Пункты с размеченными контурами

####

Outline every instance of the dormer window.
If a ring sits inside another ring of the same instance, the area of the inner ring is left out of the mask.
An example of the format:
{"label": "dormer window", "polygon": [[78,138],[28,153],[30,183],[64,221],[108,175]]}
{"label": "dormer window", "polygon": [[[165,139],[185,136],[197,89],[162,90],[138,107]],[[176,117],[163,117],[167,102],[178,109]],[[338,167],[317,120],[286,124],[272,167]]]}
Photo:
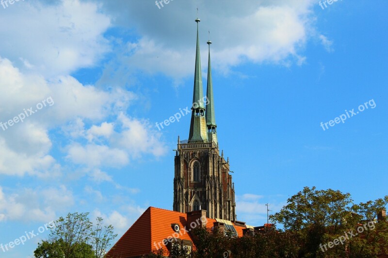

####

Выпишите из приведённых выше пунктов все строки, в которых встречается слово «instance». Регистр букв учитывается.

*Письменный ответ*:
Outline every instance of the dormer window.
If a ring sits inside another ring of the same instance, the area of the inner ring is left out of the mask.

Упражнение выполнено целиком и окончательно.